What is expected —
Before anything else, drop the pictures; then return exactly the lines from the top of the listing through the line with "[outline] white wall, every instance".

The data —
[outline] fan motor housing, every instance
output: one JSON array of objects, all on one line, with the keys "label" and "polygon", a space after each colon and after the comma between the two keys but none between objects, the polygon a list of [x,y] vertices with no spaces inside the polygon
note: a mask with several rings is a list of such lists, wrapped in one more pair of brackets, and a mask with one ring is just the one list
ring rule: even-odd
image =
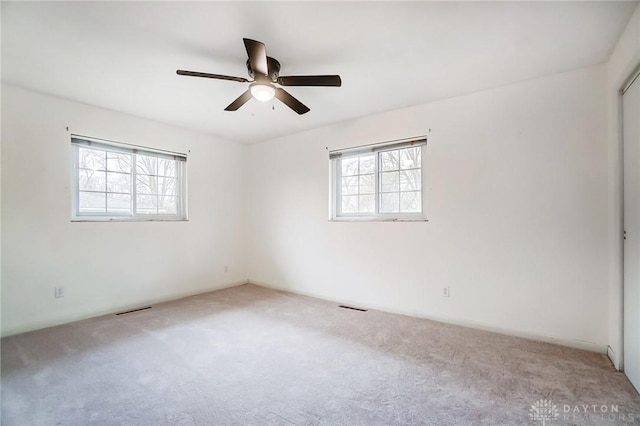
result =
[{"label": "fan motor housing", "polygon": [[[276,59],[273,59],[271,56],[267,56],[267,67],[269,68],[269,75],[267,75],[267,77],[269,78],[269,80],[275,83],[278,80],[278,76],[280,75],[280,62],[278,62]],[[258,76],[258,78],[256,78],[256,75],[253,72],[251,64],[248,60],[247,71],[249,72],[249,77],[253,78],[254,80],[260,80],[261,76]]]}]

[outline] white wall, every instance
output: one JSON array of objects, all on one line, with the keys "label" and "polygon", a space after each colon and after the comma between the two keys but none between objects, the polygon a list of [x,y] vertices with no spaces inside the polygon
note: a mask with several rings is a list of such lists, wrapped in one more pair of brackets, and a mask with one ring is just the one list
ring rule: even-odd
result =
[{"label": "white wall", "polygon": [[[72,223],[70,132],[189,152],[189,221]],[[236,143],[3,85],[2,334],[244,282],[245,163]]]},{"label": "white wall", "polygon": [[[572,71],[251,146],[250,280],[605,351],[605,75]],[[326,147],[429,129],[428,223],[327,220]]]},{"label": "white wall", "polygon": [[640,66],[640,6],[607,63],[606,103],[609,155],[609,357],[622,367],[622,107],[619,90]]}]

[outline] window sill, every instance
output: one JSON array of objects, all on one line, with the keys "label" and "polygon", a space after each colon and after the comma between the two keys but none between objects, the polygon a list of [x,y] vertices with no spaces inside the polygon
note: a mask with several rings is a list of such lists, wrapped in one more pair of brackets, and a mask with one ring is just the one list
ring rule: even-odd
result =
[{"label": "window sill", "polygon": [[144,218],[144,217],[74,217],[71,222],[189,222],[183,218]]},{"label": "window sill", "polygon": [[429,222],[426,217],[334,217],[329,222]]}]

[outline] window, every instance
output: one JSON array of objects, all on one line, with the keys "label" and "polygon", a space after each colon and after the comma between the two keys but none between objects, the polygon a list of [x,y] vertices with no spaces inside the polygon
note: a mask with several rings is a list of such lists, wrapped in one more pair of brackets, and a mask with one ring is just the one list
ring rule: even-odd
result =
[{"label": "window", "polygon": [[72,137],[74,220],[186,219],[186,156]]},{"label": "window", "polygon": [[426,139],[329,153],[333,220],[426,220]]}]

Completed exercise —
[outline] fan motor housing, every instance
output: one JSON array of objects, all on one line, with the keys "label" and "polygon", a space after each colon and after the comma between the two keys but none between objects, the polygon a list of [x,y] vertices with no spaces inside the polygon
note: a mask with several rings is a list of such lists, wrapped in one more pair of brackets, and a mask with one ring is just the one list
ring rule: even-odd
image =
result =
[{"label": "fan motor housing", "polygon": [[[276,59],[273,59],[271,56],[267,56],[267,67],[269,68],[269,75],[267,75],[267,77],[269,78],[269,80],[275,83],[278,80],[278,76],[280,75],[280,62],[278,62]],[[258,76],[258,78],[256,78],[256,75],[253,72],[251,64],[248,60],[247,71],[249,72],[249,77],[253,78],[254,80],[260,80],[261,76]]]}]

[outline] white wall, every instance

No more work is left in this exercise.